# AIM
Render the part of the records below that opens with the line containing "Trace the outline of every instance of the <item>paved" and runs through the end of the records as a numbered list, with blank lines left out.

# TASK MATERIAL
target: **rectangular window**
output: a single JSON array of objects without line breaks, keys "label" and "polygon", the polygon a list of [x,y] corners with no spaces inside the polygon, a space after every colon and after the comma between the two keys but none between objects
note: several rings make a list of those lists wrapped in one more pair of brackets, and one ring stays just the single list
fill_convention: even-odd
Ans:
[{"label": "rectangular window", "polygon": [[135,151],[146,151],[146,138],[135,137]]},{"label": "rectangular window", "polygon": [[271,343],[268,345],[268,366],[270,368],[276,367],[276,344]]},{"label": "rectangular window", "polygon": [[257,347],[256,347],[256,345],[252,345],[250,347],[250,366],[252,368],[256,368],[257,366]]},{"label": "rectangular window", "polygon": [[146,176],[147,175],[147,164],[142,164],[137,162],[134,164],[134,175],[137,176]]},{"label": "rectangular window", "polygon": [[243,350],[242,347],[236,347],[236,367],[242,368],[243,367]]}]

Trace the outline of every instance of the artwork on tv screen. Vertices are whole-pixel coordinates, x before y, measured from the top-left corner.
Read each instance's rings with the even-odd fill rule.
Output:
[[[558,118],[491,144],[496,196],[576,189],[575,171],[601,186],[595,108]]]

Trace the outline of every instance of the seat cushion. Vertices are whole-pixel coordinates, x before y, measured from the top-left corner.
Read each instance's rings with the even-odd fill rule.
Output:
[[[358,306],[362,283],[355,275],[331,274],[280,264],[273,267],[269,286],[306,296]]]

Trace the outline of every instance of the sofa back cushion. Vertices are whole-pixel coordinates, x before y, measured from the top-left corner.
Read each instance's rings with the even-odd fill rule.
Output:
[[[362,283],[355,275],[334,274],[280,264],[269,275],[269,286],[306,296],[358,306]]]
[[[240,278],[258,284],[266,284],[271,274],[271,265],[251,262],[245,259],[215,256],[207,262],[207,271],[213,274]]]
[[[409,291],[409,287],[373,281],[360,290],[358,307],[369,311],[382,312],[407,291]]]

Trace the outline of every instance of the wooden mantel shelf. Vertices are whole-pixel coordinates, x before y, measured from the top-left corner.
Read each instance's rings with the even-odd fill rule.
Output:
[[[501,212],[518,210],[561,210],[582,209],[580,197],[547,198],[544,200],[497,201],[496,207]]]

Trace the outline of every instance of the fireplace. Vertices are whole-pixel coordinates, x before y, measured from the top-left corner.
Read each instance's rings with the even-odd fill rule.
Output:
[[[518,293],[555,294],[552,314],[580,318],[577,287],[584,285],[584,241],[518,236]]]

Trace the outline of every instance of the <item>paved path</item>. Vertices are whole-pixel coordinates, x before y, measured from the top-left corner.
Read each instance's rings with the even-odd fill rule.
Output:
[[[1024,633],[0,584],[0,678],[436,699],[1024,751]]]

# EXERCISE OUTPUT
1. Trace the outline of every instance of the <item>paved path</item>. Vertices are whole-pixel coordinates, x before y, measured from the top-left corner.
2. Read each instance's rings with the even-odd fill rule.
3. Output:
4. [[[1024,633],[0,584],[0,678],[436,699],[1024,751]]]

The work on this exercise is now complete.